[Excerpts from point annotation data]
● ● ●

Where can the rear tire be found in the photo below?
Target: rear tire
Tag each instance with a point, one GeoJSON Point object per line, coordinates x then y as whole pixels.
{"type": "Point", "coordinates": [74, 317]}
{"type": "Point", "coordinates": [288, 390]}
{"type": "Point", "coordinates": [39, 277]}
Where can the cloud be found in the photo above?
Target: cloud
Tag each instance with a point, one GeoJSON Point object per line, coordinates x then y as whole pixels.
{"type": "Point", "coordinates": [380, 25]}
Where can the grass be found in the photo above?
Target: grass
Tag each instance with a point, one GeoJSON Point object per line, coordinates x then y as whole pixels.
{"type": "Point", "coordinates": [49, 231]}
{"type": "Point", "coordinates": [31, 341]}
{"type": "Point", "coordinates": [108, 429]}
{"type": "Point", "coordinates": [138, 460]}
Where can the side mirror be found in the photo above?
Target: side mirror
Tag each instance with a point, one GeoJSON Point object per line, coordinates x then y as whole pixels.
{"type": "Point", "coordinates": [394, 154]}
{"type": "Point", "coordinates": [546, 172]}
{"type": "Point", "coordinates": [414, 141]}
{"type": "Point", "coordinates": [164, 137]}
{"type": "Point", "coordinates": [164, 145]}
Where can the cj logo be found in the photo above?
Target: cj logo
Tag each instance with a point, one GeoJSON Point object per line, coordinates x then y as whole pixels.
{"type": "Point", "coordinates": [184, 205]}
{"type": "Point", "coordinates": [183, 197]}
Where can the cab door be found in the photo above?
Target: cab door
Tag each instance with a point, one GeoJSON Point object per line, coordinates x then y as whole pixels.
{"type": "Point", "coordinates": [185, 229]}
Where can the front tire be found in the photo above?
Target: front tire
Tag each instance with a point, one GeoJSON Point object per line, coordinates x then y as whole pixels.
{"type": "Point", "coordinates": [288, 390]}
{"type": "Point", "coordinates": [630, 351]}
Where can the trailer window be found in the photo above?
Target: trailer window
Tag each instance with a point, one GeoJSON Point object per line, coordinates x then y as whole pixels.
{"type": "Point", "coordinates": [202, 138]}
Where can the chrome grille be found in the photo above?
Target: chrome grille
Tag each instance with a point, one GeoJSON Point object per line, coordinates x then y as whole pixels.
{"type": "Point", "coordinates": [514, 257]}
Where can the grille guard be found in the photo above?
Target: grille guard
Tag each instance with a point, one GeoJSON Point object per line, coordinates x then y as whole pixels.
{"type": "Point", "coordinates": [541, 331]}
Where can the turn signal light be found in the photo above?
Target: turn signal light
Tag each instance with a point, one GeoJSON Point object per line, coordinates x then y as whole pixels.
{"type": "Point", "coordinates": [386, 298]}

● ● ●

Stated task: Reproduce word for word the lines of the listing from the line that contains "Where can the trailer" through the end of the listing, including both the starting and final lines.

Response:
Where can the trailer window be found in the photo above?
Target: trailer window
Tag each instance with a point, one GeoJSON Point object per line, coordinates x then y as whole pixels.
{"type": "Point", "coordinates": [202, 138]}
Where can the chrome grille be found in the photo above?
Target: chrome grille
Tag each instance with a point, one GeoJSON Point object per line, coordinates x then y as whole pixels.
{"type": "Point", "coordinates": [514, 257]}
Where can the grille guard be found in the photo above?
Target: grille guard
Tag each instance with a point, one GeoJSON Point object per line, coordinates x then y as whole pixels.
{"type": "Point", "coordinates": [541, 331]}
Where can the turn signal light be found in the photo above?
Target: turn signal light
Tag each instance with a point, one GeoJSON Point object per line, coordinates x then y as whole pixels.
{"type": "Point", "coordinates": [386, 298]}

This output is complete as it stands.